## GIVEN DATA
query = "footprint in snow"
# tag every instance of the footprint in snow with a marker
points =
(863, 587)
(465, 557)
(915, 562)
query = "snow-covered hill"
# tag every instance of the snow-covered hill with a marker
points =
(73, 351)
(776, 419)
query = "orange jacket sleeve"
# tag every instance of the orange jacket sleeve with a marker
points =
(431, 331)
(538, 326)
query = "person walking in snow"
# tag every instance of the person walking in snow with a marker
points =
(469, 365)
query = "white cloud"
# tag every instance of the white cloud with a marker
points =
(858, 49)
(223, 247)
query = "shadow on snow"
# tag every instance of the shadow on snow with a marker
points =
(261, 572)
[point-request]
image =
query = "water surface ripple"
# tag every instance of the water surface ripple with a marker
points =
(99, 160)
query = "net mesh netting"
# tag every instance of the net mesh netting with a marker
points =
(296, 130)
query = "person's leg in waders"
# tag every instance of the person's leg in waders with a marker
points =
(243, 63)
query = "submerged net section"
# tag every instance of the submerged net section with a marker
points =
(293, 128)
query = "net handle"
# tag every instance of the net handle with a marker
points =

## PROBLEM TO SOLVE
Without altering a single word, write out the whole listing.

## SOLVED PROBLEM
query = "footprint in snow"
# tag every instance of the footprint in snow with a marker
points =
(863, 587)
(465, 557)
(915, 562)
query = "snow-covered hill"
# tag every instance of the snow-covered hill with a marker
points =
(73, 351)
(776, 419)
query = "orange jacket sleeve"
# tag every instance of the orange jacket sleeve with a marker
points =
(431, 331)
(538, 326)
query = "person walking in snow"
# tag every instance of the person walking in snow with a marker
points =
(469, 365)
query = "white cloud"
# tag every instance of the white cloud with a marker
points =
(858, 49)
(223, 247)
query = "shadow on snow"
# tag every instance of the shadow on snow with a marker
points =
(261, 572)
[point-request]
image =
query = "water surface ripple"
# tag every instance of the water surface ripple with a marker
points =
(99, 160)
query = "net mesh netting"
# tag every instance of the net mesh netting with a marker
points =
(296, 130)
query = "person's leg in waders"
# tag every instance of the person's leg in waders with a marker
points =
(243, 63)
query = "submerged net section"
# tag every instance of the submerged net section with a marker
points =
(293, 128)
query = "net handle"
# tag every instance of the net handle with a marker
points =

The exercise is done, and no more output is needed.